* Prompt: Type out the records again, exactly as they are.

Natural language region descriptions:

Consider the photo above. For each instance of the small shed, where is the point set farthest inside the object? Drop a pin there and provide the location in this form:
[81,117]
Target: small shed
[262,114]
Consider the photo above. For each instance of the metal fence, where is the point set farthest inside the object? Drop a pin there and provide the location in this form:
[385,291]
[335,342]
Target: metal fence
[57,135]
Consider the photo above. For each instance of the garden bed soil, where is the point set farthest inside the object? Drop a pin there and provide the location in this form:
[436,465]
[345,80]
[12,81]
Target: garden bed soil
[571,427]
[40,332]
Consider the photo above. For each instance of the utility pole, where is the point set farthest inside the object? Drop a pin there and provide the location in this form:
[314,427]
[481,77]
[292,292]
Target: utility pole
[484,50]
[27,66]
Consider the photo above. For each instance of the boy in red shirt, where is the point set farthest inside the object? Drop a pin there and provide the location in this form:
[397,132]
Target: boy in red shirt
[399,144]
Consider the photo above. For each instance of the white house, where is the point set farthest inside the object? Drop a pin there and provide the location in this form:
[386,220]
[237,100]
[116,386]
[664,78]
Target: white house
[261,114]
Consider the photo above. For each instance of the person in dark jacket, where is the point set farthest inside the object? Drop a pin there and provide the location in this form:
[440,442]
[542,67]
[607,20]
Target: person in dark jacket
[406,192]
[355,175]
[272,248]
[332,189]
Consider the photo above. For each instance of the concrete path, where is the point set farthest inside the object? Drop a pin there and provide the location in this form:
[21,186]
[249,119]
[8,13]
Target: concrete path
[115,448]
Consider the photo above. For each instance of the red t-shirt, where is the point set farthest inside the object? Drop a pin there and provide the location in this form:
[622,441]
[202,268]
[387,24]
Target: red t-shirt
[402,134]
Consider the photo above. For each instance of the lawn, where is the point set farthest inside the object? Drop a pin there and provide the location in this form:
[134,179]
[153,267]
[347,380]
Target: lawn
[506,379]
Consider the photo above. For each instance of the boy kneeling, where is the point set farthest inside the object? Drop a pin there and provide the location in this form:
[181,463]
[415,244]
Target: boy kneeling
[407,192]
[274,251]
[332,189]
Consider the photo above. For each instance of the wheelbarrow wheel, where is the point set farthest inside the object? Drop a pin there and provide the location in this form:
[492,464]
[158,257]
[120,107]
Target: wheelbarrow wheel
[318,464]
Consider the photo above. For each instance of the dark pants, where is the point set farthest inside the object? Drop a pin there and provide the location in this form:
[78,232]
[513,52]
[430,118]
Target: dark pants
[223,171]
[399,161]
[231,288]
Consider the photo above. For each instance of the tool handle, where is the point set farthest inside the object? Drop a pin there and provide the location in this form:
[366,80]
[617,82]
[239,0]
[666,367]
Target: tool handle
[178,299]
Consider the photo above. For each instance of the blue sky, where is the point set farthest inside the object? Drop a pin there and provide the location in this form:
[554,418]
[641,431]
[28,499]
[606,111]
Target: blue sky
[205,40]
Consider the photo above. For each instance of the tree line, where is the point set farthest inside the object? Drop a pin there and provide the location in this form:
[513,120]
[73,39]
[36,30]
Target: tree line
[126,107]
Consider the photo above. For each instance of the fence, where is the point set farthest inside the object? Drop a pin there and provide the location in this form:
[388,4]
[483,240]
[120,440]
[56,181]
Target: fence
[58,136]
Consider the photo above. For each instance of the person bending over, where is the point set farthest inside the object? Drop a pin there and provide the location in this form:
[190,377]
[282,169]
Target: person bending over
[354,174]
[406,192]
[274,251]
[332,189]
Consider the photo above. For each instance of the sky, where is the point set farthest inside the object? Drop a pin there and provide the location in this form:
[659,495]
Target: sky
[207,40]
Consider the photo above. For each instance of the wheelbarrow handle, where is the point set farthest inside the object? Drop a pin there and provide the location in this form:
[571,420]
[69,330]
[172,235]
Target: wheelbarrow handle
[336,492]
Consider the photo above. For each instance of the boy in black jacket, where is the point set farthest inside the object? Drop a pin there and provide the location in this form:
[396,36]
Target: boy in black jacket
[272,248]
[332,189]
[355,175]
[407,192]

* Written solution:
Consider the photo above. For each instance of the small shed, where is the point set farthest inside the object? Drop a pin there and provide the location in this form:
[81,117]
Target: small shed
[262,114]
Consider the photo above. For each instance of the metal fence, where is the point set farthest inside the object? Drop a pin there and provide the location in this form:
[385,291]
[335,342]
Target: metal fence
[57,135]
Consider the photo above. For each instance of the garden bed soil, where is the point set farthest inside the object? Drop a pin there and provide the location in this form:
[436,465]
[345,80]
[12,81]
Target: garden bed soil
[571,427]
[40,332]
Consider the photo above. For each instance of the utility pole, where is the point set farthest inside the object? Drop a pin there and provide the location in this form:
[314,427]
[481,77]
[292,292]
Target: utility pole
[484,50]
[27,66]
Consider the photo above. For each instance of the boy in red shirt, where is the point set farthest inside the object? Drop a pin there and provide the location in this form:
[397,132]
Target: boy in red shirt
[399,144]
Consider the photo above. For each instance of the white house, where is the point set farthest inside the object? Drop a pin there and provide the location in this form:
[386,220]
[237,100]
[116,386]
[664,78]
Target: white house
[261,114]
Consider the photo above. For each instance of the person in dark jacket, where is the point set farthest inside the object? Drop a pin there and provide the location in this form:
[440,442]
[542,67]
[607,20]
Target: person in dark jacket
[406,192]
[355,175]
[272,248]
[332,189]
Consider the photo above. For each instance of the concrete path, where is the point set farthest inside the object? Drop a pin there and provide the location in this form:
[21,186]
[249,119]
[8,13]
Target: concrete path
[115,448]
Consider the photo above. For each instance of the red t-shirt, where is the point set farthest inside the object? Drop a pin there and provide the location in this form:
[622,441]
[202,268]
[387,24]
Target: red t-shirt
[402,134]
Consider the photo above. For each instance of the lawn, where is the point set farthest inside the object? Drop a pin there and provide the location in this form:
[134,179]
[153,267]
[347,380]
Target: lawn
[506,379]
Consider the photo above. For each instance of the boy kneeling, where is the point set farthest inside the object? Drop a pin there and provide the location in this form:
[181,463]
[415,244]
Target: boy kneeling
[407,192]
[274,251]
[332,189]
Consider the photo above. For each instance of the wheelbarrow wheel, where is the point set farthest inside the object? Drop a pin there and provide the location in this form:
[492,464]
[158,257]
[120,107]
Target: wheelbarrow wheel
[318,464]
Consider the photo above. For each instance of the dark pants, where is the point set farthest inside the object? Drop a pin there and provide the location in this form:
[78,232]
[513,52]
[430,118]
Target: dark pants
[223,171]
[399,161]
[231,288]
Consider the photo above. For each instance of the tool handle, where is the point set farthest inside the object? Drop a pin there and provide the location in this form:
[366,80]
[617,82]
[239,0]
[666,367]
Target: tool handle
[178,299]
Consider the photo above. For each instance of the blue sky, where is the point set farthest inside the object? Drop a pin there and provide the location in this form:
[554,418]
[641,431]
[28,499]
[606,111]
Target: blue sky
[205,40]
Consider the photo above. For each instance of the tree line, where is the point set farthest inside the object? Drop a pin there and provide the location in this form:
[513,120]
[73,39]
[36,30]
Target: tree line
[126,107]
Consider the photo above. For each instance of the fence, where is the point set farthest inside the object? Drop a pin there and provide the location in this form:
[388,4]
[483,240]
[120,440]
[56,181]
Target: fence
[58,136]
Consider the photo above. For each instance of the person bending over, where is the point set farthest inside the object? Drop a pin there and provide the location in this form:
[190,377]
[282,169]
Target: person bending over
[354,174]
[406,192]
[274,251]
[332,189]
Consider the photo above. For each instance of the sky, where is the point set farthest inside the object? Drop a pin there and provide the location in this form:
[659,495]
Target: sky
[207,40]
Consider the photo above. For each instance of the wheelbarrow handle, where is the point set farthest inside the object? Drop a pin there and provide the location in this form:
[571,420]
[69,330]
[172,235]
Target: wheelbarrow handle
[336,492]
Consider the photo above. For each instance of the boy in black jacket, where is the point set farthest inside the object? Drop a pin there and provide the location in this form:
[396,36]
Target: boy in black jacket
[272,248]
[332,189]
[355,175]
[407,192]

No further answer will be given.